## INPUT RECORDS
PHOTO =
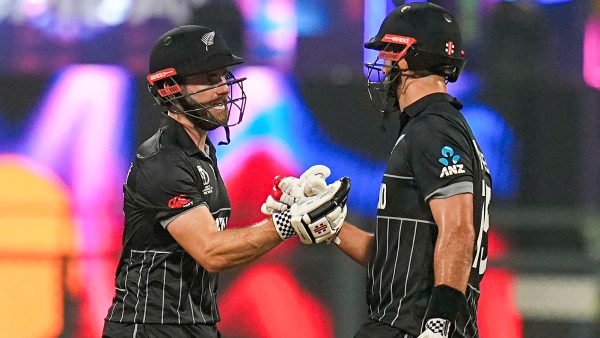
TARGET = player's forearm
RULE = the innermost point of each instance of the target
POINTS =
(356, 243)
(453, 256)
(235, 247)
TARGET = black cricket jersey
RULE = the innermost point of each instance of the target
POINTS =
(435, 156)
(157, 281)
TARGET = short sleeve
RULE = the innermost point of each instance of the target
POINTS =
(168, 183)
(439, 156)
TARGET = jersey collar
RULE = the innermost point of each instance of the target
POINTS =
(176, 130)
(421, 104)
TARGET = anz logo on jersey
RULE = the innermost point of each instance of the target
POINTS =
(221, 223)
(450, 169)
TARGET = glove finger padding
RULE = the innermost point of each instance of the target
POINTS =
(290, 190)
(317, 170)
(272, 205)
(319, 218)
(283, 224)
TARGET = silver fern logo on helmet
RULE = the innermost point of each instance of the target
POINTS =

## WHAT TO PRODUCE
For this exercise, copy the entries above exactly and skip any picture.

## RESPONSE TO THIS EXERCISE
PHOTO =
TARGET = player's forearm
RULE = the innermost point of each instance of the target
POINTS =
(356, 243)
(453, 256)
(235, 247)
TARGET = black cricket jersey
RULE = the innermost point of each instance of the target
POINTS =
(435, 156)
(157, 281)
TARGET = short sleeve
RULE = the innermost point of each instance of the target
POINTS =
(168, 183)
(439, 156)
TARGET = jersey collar
RULE = the innermost point of each instance of the target
POINTS =
(176, 130)
(421, 104)
TARGET = anz logo on jersey
RULE = the innermost point of each instance of the target
POINTS =
(221, 223)
(450, 169)
TARGET = glove finger padding
RULE = the innermost point of each instance of the target
POINTS =
(290, 190)
(317, 170)
(272, 205)
(319, 218)
(283, 224)
TARGET = silver fern logo on helmet
RULE = the innermost point of each instance of the target
POINTS =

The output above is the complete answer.